Segmentation mask data
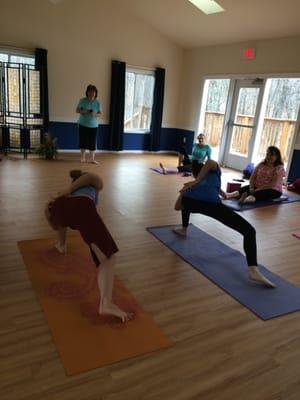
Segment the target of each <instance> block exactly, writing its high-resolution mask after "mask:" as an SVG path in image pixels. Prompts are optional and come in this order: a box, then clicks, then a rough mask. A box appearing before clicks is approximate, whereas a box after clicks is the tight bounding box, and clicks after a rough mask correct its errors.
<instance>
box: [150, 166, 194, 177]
mask: <svg viewBox="0 0 300 400" xmlns="http://www.w3.org/2000/svg"><path fill="white" fill-rule="evenodd" d="M150 169H151V171H153V172H156V173H157V174H161V175H181V176H192V173H191V172H178V169H177V168H166V170H167V174H163V172H162V169H161V168H160V167H153V168H150Z"/></svg>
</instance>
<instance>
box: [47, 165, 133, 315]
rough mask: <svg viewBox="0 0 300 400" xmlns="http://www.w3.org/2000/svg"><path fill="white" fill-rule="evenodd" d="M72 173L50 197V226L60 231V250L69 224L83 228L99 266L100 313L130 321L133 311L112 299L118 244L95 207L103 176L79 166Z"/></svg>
mask: <svg viewBox="0 0 300 400" xmlns="http://www.w3.org/2000/svg"><path fill="white" fill-rule="evenodd" d="M70 176H71V178H72V179H73V182H72V183H71V185H70V187H69V188H68V189H67V190H66V191H64V192H63V193H60V194H59V196H58V197H57V198H56V199H55V200H52V201H50V202H49V203H48V204H47V206H46V210H45V214H46V218H47V220H48V222H49V224H50V226H51V227H52V228H53V229H54V230H55V231H56V232H57V234H58V242H57V244H56V246H55V247H56V249H57V250H58V251H59V252H60V253H64V252H65V251H66V233H67V228H71V229H76V230H78V231H79V232H80V234H81V236H82V238H83V240H84V241H85V243H86V244H87V245H88V246H89V248H90V251H91V254H92V257H93V260H94V262H95V264H96V266H97V267H99V268H98V273H97V283H98V288H99V290H100V305H99V314H108V315H113V316H116V317H118V318H120V319H121V320H122V322H127V321H128V320H130V319H131V318H132V313H127V312H125V311H123V310H121V309H120V308H119V307H118V306H117V305H116V304H114V303H113V301H112V290H113V281H114V264H115V257H114V254H115V253H116V252H117V251H118V247H117V245H116V243H115V241H114V239H113V238H112V236H111V234H110V233H109V231H108V229H107V228H106V226H105V224H104V222H103V221H102V219H101V217H100V215H99V214H98V212H97V209H96V205H97V200H98V192H99V191H100V190H102V188H103V183H102V180H101V178H100V177H99V176H98V175H95V174H91V173H83V172H82V171H80V170H73V171H71V172H70Z"/></svg>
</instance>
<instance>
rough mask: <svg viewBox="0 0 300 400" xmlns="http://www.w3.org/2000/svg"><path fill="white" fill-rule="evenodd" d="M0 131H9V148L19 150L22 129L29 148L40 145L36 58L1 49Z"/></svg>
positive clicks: (38, 76)
mask: <svg viewBox="0 0 300 400" xmlns="http://www.w3.org/2000/svg"><path fill="white" fill-rule="evenodd" d="M0 79H1V85H0V128H1V127H5V128H8V132H9V139H8V140H9V143H8V147H9V148H10V149H20V148H21V130H22V129H24V128H26V129H28V130H29V137H30V147H36V146H37V145H39V143H40V130H39V125H42V122H43V121H42V119H41V116H40V73H39V71H37V70H36V69H35V57H34V56H33V55H31V54H24V53H18V52H12V51H6V50H1V49H0Z"/></svg>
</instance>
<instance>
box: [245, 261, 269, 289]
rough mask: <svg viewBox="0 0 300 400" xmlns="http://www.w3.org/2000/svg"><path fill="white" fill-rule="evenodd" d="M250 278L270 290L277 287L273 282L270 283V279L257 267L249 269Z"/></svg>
mask: <svg viewBox="0 0 300 400" xmlns="http://www.w3.org/2000/svg"><path fill="white" fill-rule="evenodd" d="M248 278H249V279H251V280H252V281H255V282H258V283H262V284H263V285H265V286H267V287H269V288H275V287H276V285H275V284H274V283H273V282H271V281H269V279H267V278H266V277H265V276H264V275H263V274H262V273H261V272H260V270H259V269H258V267H256V266H253V267H249V272H248Z"/></svg>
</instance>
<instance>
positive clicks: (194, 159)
mask: <svg viewBox="0 0 300 400" xmlns="http://www.w3.org/2000/svg"><path fill="white" fill-rule="evenodd" d="M206 157H207V159H208V160H210V157H211V147H210V146H209V145H208V144H205V145H204V146H199V145H198V143H195V144H194V146H193V151H192V160H197V161H198V162H199V163H204V161H205V158H206Z"/></svg>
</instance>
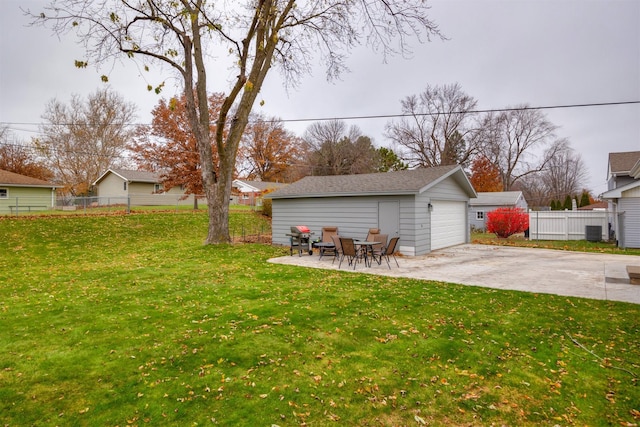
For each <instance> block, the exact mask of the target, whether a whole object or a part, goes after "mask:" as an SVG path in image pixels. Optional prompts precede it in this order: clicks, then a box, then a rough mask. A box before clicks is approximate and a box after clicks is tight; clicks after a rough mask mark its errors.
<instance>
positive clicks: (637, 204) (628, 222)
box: [618, 197, 640, 248]
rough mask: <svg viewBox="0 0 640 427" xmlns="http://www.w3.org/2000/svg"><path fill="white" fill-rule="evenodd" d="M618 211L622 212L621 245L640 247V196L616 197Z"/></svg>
mask: <svg viewBox="0 0 640 427" xmlns="http://www.w3.org/2000/svg"><path fill="white" fill-rule="evenodd" d="M618 212H624V214H623V215H624V229H623V230H621V232H622V233H623V234H624V236H622V237H623V238H622V239H620V241H621V243H622V244H623V245H624V246H623V247H625V248H640V197H628V198H622V199H618Z"/></svg>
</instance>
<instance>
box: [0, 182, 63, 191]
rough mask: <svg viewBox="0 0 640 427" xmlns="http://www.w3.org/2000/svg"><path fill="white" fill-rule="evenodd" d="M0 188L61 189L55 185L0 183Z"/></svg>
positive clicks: (60, 187)
mask: <svg viewBox="0 0 640 427" xmlns="http://www.w3.org/2000/svg"><path fill="white" fill-rule="evenodd" d="M0 186H1V187H29V188H52V189H54V190H55V189H56V188H62V187H63V186H62V185H55V184H50V185H49V184H2V183H0Z"/></svg>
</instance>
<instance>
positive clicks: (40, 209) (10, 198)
mask: <svg viewBox="0 0 640 427" xmlns="http://www.w3.org/2000/svg"><path fill="white" fill-rule="evenodd" d="M0 188H3V189H5V190H7V198H2V199H0V215H2V214H11V213H16V206H18V212H27V211H30V210H44V209H51V208H53V207H55V201H56V197H55V191H54V190H53V189H51V188H50V187H49V188H47V187H13V186H5V185H2V184H0Z"/></svg>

# Goal of the exercise
Looking at the records above, please output exactly the lines that run from the one holding "188L61 189L55 185L0" to the final line, and only those.

# Exercise solution
rough mask: <svg viewBox="0 0 640 427" xmlns="http://www.w3.org/2000/svg"><path fill="white" fill-rule="evenodd" d="M0 188L61 189L55 185L0 183Z"/></svg>
positive clicks: (60, 187)
mask: <svg viewBox="0 0 640 427" xmlns="http://www.w3.org/2000/svg"><path fill="white" fill-rule="evenodd" d="M0 186H1V187H29V188H52V189H54V190H55V189H56V188H62V187H63V186H62V185H55V184H50V185H49V184H2V183H0Z"/></svg>
</instance>
<instance>
positive clicks: (40, 209) (10, 198)
mask: <svg viewBox="0 0 640 427" xmlns="http://www.w3.org/2000/svg"><path fill="white" fill-rule="evenodd" d="M0 188H3V189H5V190H7V198H2V199H0V215H2V214H11V213H16V206H18V212H27V211H30V210H44V209H51V208H53V207H55V201H56V197H55V191H54V190H53V189H51V188H50V187H49V188H47V187H13V186H5V185H2V184H0Z"/></svg>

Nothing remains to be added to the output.